··· Alıntı ···

Genel yayın yönetmeni olduğu Agos gazetesinin önünde katledilen gazeteci Hrant Dink'in öldürülmesin ilişkin kamu görevlilerinin yargılandığı davada, gözaltı süresinde dönemin Trabzon Jandarma İstihbarat görevlisi Veysel Şahin ile 8 gün aynı hücrede kalan FOX TV Haber Müdürü Ercan Gün mahkemede, “Veysel Şahin bana, ‘Yasin Hayal beni MİT görevlendirdi’ dedi.
Evrensel'de yer alan habere göire Çağlayan’daki İstanbul 14. Ağır Ceza Mahkemesi’nde görülen davada, Hrant Dink’in öldürülmesinde sorumluluğu bulunan Emniyet, İstihbarat ve jandarma görevlileri yargılanıyor.

··· Çıkarılan satırlar ···

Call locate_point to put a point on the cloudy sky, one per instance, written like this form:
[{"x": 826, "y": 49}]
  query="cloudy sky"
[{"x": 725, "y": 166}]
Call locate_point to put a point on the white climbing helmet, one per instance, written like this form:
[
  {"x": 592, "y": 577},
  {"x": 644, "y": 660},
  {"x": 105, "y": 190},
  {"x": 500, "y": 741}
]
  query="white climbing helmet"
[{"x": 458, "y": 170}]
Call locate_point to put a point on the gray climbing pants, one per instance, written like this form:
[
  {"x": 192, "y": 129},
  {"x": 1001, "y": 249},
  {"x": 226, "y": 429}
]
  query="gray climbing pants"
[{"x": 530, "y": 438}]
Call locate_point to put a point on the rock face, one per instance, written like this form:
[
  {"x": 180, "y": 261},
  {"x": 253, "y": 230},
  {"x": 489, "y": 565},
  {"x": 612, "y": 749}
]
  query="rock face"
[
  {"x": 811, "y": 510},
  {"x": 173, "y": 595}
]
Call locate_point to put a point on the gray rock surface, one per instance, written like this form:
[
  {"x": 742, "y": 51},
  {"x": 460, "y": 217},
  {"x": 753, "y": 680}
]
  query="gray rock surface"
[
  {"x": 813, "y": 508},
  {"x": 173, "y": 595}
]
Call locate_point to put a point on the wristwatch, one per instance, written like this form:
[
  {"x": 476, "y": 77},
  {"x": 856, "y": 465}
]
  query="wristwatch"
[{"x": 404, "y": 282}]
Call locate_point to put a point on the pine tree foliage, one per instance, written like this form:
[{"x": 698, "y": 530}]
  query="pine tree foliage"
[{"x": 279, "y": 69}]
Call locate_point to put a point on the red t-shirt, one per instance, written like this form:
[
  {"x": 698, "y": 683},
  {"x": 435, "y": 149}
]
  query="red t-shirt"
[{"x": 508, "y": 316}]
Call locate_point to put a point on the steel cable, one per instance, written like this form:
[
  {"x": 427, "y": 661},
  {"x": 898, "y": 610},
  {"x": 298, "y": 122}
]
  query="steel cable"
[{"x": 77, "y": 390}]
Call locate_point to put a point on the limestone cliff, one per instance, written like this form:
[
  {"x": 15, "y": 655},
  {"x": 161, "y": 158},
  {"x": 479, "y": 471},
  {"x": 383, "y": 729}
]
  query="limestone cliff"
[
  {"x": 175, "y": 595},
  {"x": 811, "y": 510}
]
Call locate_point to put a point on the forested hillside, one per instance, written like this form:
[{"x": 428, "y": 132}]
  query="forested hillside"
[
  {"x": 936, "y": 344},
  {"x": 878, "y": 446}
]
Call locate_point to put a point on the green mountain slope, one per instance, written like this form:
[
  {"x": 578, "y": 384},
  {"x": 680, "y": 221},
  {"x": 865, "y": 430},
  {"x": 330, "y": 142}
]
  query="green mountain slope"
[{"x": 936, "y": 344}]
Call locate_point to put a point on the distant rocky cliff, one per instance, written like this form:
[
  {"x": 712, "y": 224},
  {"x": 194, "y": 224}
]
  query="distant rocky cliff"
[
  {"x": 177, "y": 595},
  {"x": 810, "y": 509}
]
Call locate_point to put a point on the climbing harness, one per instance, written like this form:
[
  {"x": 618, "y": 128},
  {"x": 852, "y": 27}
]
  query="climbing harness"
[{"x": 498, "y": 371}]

···

## Görev talimatları
- A) Alıntıda "Genel yayın yönetmeni" ifadesinden başlayıp "MİT görevlendirdi’ dedi." ifadesine kadar olan kısmı, bu son ifade de dahil olmak üzere, hiç değiştirmeden yazın.
- B) Alıntıya göre aşağıdaki soruları yanıtlayın:
(i) Ercan Gün hangi kurumda hangi görevde bulunuyor?
(ii) Ercan Gün, Veysel Şahin ile kaç gün aynı hücrede kaldı?
(iii) Dava hangi mahkemede görülüyor?

## Yanıtlar
- A)
Genel yayın yönetmeni olduğu Agos gazetesinin önünde katledilen gazeteci Hrant Dink'in öldürülmesin ilişkin kamu görevlilerinin yargılandığı davada, gözaltı süresinde dönemin Trabzon Jandarma İstihbarat görevlisi Veysel Şahin ile 8 gün aynı hücrede kalan FOX TV Haber Müdürü Ercan Gün mahkemede, “Veysel Şahin bana, ‘Yasin Hayal beni MİT görevlendirdi’ dedi.

- B)
(i) FOX TV'de Haber Müdürü.
(ii) 8 gün.
(iii) Çağlayan'daki İstanbul 14. Ağır Ceza Mahkemesi'nde.